• Written request:
Transcribe the records that follow in their entirety, omitting any pictures.
** BEGIN Material shown **
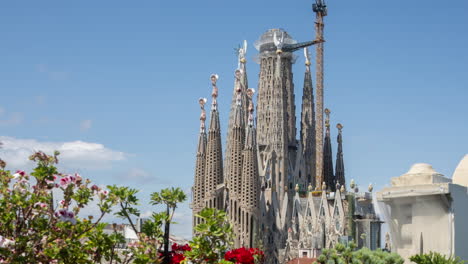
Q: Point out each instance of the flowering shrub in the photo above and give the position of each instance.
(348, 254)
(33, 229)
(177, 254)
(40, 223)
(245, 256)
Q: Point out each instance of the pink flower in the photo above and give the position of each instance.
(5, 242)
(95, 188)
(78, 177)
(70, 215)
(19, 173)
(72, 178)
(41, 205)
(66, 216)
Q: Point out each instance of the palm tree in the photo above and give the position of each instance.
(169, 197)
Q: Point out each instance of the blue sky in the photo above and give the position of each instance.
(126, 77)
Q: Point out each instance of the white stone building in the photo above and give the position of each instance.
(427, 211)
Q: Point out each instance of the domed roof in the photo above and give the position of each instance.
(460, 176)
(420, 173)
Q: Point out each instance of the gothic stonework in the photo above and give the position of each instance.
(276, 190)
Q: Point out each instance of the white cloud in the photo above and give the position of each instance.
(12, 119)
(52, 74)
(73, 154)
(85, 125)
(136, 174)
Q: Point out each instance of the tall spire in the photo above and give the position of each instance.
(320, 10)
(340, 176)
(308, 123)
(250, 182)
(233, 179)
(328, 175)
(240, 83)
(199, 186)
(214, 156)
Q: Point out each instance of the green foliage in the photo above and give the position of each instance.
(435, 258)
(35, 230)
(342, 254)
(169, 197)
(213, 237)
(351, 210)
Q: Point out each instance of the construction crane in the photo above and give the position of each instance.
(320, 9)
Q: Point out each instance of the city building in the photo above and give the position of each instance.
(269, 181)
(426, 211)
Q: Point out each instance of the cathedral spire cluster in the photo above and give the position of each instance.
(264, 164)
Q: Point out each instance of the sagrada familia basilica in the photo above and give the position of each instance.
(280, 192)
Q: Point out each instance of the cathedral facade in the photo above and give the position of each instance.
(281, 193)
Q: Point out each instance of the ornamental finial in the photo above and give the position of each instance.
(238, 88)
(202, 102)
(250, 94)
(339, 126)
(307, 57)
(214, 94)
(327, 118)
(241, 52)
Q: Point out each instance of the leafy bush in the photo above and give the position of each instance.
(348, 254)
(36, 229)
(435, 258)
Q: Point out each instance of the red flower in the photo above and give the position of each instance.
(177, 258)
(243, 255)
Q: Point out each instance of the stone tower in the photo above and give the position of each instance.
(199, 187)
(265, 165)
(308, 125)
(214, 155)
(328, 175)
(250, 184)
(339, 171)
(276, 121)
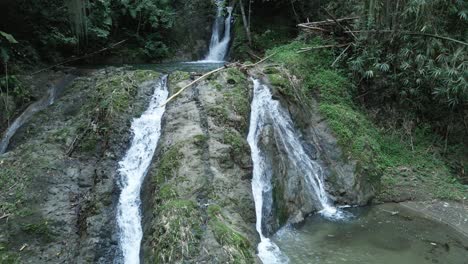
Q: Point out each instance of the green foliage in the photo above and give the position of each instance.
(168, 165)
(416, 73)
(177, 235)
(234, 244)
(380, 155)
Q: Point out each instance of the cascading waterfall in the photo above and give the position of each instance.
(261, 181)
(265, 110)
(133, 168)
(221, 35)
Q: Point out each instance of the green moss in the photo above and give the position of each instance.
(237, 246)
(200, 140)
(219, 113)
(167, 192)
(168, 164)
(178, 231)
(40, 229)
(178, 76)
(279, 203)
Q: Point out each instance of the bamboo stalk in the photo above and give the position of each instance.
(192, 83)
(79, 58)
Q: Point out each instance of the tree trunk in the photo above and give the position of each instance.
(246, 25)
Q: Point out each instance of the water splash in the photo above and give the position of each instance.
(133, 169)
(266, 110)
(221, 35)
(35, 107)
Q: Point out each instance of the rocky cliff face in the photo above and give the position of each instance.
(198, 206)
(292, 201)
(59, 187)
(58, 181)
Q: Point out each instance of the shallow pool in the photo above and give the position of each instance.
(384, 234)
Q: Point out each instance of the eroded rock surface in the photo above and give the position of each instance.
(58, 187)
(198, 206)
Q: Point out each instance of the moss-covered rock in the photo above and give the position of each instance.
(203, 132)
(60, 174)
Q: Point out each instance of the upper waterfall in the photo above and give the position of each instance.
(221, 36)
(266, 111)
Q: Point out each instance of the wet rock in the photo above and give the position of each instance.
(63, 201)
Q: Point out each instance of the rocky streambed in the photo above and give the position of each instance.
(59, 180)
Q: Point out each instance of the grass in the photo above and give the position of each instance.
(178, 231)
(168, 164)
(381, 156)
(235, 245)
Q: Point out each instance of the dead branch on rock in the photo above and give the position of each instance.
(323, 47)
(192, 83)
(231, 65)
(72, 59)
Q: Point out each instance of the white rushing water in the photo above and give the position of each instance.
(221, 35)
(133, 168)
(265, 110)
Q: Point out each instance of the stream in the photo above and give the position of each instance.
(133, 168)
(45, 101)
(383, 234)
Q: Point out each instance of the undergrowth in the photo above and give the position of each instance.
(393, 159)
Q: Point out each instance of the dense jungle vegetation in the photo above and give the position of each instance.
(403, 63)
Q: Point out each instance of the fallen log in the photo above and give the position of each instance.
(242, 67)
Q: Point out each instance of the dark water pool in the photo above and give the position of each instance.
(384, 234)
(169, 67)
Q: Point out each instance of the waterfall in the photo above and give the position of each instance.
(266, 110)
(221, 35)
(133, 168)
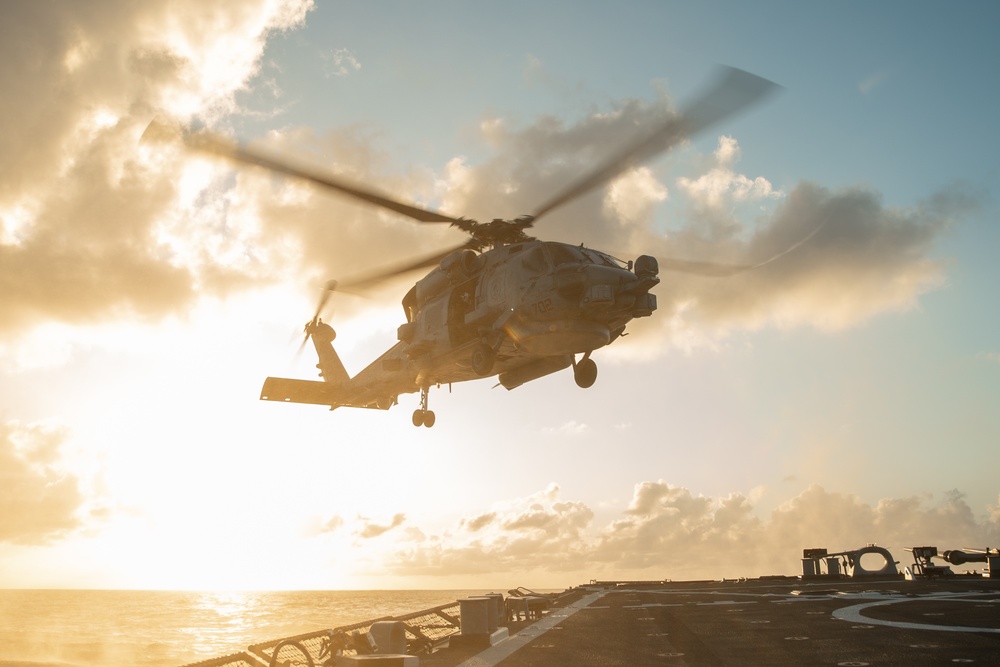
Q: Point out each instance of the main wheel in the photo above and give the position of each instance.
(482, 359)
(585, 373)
** END Material shown **
• Response to this task:
Q: Point out each instance of the flowering shrub in the photo above and give the position of each instance.
(348, 254)
(33, 229)
(177, 254)
(40, 223)
(245, 256)
Q: Point out each instance of the pink flower in the photo above and give the position of each instance.
(5, 242)
(95, 188)
(78, 177)
(70, 215)
(19, 173)
(72, 178)
(41, 205)
(66, 216)
Q: Point out each instance of the palm tree in the photo above and give the position of each instance.
(169, 197)
Q: Point out each instance of the blue sky in the photo above and give the position of each instance.
(126, 77)
Q: Point out each instance of the white stone building in the photo above and give the position of each instance.
(427, 211)
Q: Point out each instance of the domed roof in the photo above and give the position of each instance.
(460, 176)
(420, 173)
Q: Point out each instance of the gothic stonework in the photo above and give the position of each instance.
(276, 190)
Q: Point out each instance of the white cloud in the photo above and give the position of each instance.
(12, 119)
(52, 74)
(73, 154)
(85, 125)
(136, 174)
Q: Point out each instance of the tall spire in the photo above and give the position of each instance.
(320, 10)
(340, 176)
(308, 123)
(250, 182)
(233, 179)
(328, 175)
(240, 83)
(199, 186)
(214, 156)
Q: Point out each instance of the green foliage in the photo above and give the position of each instance.
(435, 258)
(35, 230)
(342, 254)
(169, 197)
(213, 237)
(351, 210)
Q: Point out each instance of the construction crane in the photo above and give the position of each instance.
(320, 9)
Q: Point out each instance of the city building in the photo above and give the position of each instance.
(269, 181)
(426, 211)
Q: Point out each instance of the cathedral spire cluster in the photo above and give the position of each instance.
(264, 164)
Q: Point out each instance of the sagrada familia basilica in the photo above and give the position of each instance.
(280, 192)
Q: Point out each instance of the cathedral facade in the photo above and give the position of each instance.
(281, 193)
Q: Point out each instance of the ornamental finial in the photo above and give the position of each instance.
(238, 88)
(202, 102)
(250, 94)
(339, 126)
(307, 57)
(214, 94)
(327, 118)
(241, 52)
Q: Point out each instance of the leafy bush in the photo above and give the position of each instance.
(348, 254)
(36, 229)
(435, 258)
Q: Point out each instance of the red flower in the photo above and give the position of each instance.
(177, 258)
(243, 255)
Q: Point out each instance of the stone tower in the photo above and give the position of each instance.
(199, 187)
(265, 165)
(308, 125)
(214, 155)
(328, 175)
(250, 184)
(339, 171)
(276, 121)
Q: Point out each instance of the green foliage in the photo above and give the position of each instance.
(168, 165)
(416, 73)
(177, 235)
(234, 244)
(380, 155)
Q: Point out each instance of the cascading waterfall in the photo above and give the position of each instance.
(261, 181)
(265, 110)
(133, 168)
(221, 35)
Q: Point out each instance of the green moss in the photo above and give the position of each instance.
(237, 246)
(200, 140)
(219, 113)
(167, 192)
(168, 164)
(178, 231)
(40, 229)
(178, 76)
(279, 203)
Q: Point out each instance of the bamboo stalk in the photo above and give the position of each instance.
(192, 83)
(79, 58)
Q: Point out each instance of the tree trunk in the photo above and give the position of each instance.
(246, 25)
Q: Point out each instance of the water splash in the photo above and give the position of each instance.
(133, 169)
(266, 110)
(221, 35)
(35, 107)
Q: Point out each instance of the rocky cliff face in the photo above and give the position of each instance.
(198, 206)
(292, 201)
(59, 187)
(58, 181)
Q: Point out each instance of the shallow pool in the photo above and give the position of each instance.
(384, 234)
Q: Point out each instance of the eroded rock surface in the photo above and give the position of each instance.
(58, 187)
(198, 206)
Q: Point out each instance of the moss-covered rock in the photo above and give the position of each instance.
(203, 132)
(60, 174)
Q: Point out each instance of the upper waterfall in the photo above and give the position of each instance.
(221, 36)
(266, 111)
Q: Point out each instance of the wet rock in the photo above and give the position of each instance.
(63, 201)
Q: Point out each instance of the rocky streambed in the photo above and give the position of each instance.
(59, 180)
Q: Point out each instance of the grass in the photo above and give the position of each instance.
(178, 231)
(168, 164)
(381, 156)
(235, 245)
Q: Point out each instance of the dead branch on rock in the photo above and give the position of each instance.
(323, 47)
(192, 83)
(231, 65)
(72, 59)
Q: Point out each instance of the white rushing water in the photo above and give the position of each instance.
(221, 35)
(133, 168)
(265, 110)
Q: Point out each instance of the stream in the photo above and give the position of each instance.
(133, 168)
(45, 101)
(383, 234)
Q: Point out each instance of the undergrowth in the photo above and give the position of each instance.
(393, 159)
Q: Point out each instance of the dense jungle vegetation in the photo above and give the position of each instance.
(403, 63)
Q: Point out each instance of the fallen log in the photo above and give the position of each instance.
(242, 67)
Q: Point out each instance of the dark water pool in the photo above and give the position of each instance.
(384, 234)
(169, 67)
Q: Point out each instance of the waterfall in the photo above and give the position of each instance.
(266, 110)
(221, 35)
(133, 168)
Q: Point out each instance of the main wheel in the photo above and give the position of each instance.
(482, 359)
(585, 373)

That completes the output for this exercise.